[EXTRACT PROVIDED]
--------------------------------
15 line Balloon Extra Bold
Balloon is an italic, capitals-only face designed in 1939 for the American Type Foundry by Max Kaufmann. It comes in three weights: Light, Bold, and Extra Bold.
The Balloon Extra Bold fonts in my wood type collection (I have this in multiple sizes) are all on an angled body and require angled furniture. In my opinion, Balloon is best Extra Bold and in large sizes.
This was an exciting discovery made a few years ago at Dave Churchman’s warehouse. It’s a pantograph router cut block (actually, it’s three blocks joined together; see below) cut from end grain wood. The circular Hamilton Mfg. Co. imprint, clearly visible on the back, dates the block to 1889–1891. The dimensions are 31p6 x 42p0. This is read, 31 picas 6 points tall by 42 picas wide. In inches it measures 5.25 x 7.
Proof of FAIR block
30 line Gothic Tuscan No. 3
First appearing in the 1850s, this pointed Tuscan – as differentiated from the concave style Tuscans (see “L is for Love Letters,” January 17) – can be seen in the 1888 “Specimens of The Wm. H. Page Wood Type Co.” Below is a scan from a facsimile edition of that specimen produced by Pioneer Press of W. VA., Inc. in cooperation with David W. Peat, a collector and authority on type specimen books.
The small capital D in the upper right hand corner of the scan is the price code. According to the “Reduced Price List, 1888” included with the specimen book the 30 line Gothic Tuscan No. 3 cost $0.14 per letter. According to Measuring Worth, that would be the 2008 equivalent of $3.27 per letter. The smallest capitals only font of type contained about 75 letters and 26 figures (numerals).
12 line Broadway Condensed
Broadway was originally designed by America’s most prolific type designer, Morris Fuller Benton, as a foundry metal type. It was released as a caps only face by the American Type Foundry (ATF) in 1927. The Lanston Monotype Machine Company copied Broadway in 1928, but added a lowercase. Benton added Broadway Condensed in 1929, with a lowercase. This 12 line wood type version is cut from the side grain and has no manufacturer’s mark.
--------------------------------
[MATERIAL FOR THIS EXERCISE]

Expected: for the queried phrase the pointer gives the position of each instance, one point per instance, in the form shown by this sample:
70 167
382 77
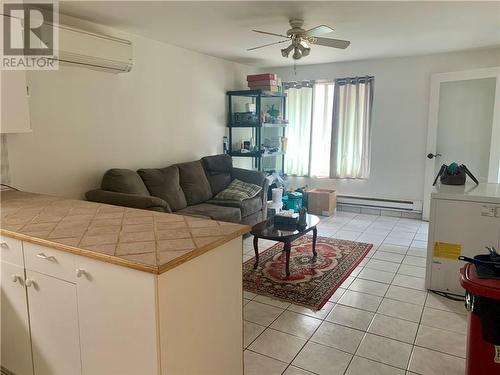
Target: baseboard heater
380 203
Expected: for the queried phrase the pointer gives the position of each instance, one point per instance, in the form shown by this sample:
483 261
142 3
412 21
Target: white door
464 126
16 344
54 325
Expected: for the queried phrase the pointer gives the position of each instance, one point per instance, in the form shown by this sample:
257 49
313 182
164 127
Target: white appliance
463 221
92 50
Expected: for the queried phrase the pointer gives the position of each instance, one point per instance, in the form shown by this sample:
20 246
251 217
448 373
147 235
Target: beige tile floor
380 321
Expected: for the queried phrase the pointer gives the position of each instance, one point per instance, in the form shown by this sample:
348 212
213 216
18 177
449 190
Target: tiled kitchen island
93 288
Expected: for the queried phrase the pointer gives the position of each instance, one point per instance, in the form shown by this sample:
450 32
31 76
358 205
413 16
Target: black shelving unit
257 126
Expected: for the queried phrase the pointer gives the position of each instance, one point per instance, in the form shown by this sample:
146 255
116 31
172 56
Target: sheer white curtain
299 104
350 146
321 133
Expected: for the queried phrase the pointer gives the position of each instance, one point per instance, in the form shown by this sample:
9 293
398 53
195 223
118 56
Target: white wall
170 108
400 111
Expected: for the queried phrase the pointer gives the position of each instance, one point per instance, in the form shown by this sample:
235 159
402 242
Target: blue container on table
292 201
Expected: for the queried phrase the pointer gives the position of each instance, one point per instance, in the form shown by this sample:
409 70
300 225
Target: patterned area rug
311 283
--------------------------------
[OBJECTIVES]
• 1. Answer these from the wood type text above:
(a) In what year was Balloon designed, and for which foundry?
(b) What did the 30 line Gothic Tuscan No. 3 cost per letter according to the 1888 price list?
(c) Which company copied Broadway in 1928 and added a lowercase?
• 2. Pull out every line of the listing that contains the string "Target".

[ANSWERS TO THE EXERCISE]
• 1.
(a) 1939, for the American Type Foundry.
(b) $0.14 per letter.
(c) The Lanston Monotype Machine Company.

• 2.
Target: baseboard heater
Target: white door
Target: white appliance
Target: beige tile floor
Target: tiled kitchen island
Target: black shelving unit
Target: sheer white curtain
Target: white wall
Target: blue container on table
Target: patterned area rug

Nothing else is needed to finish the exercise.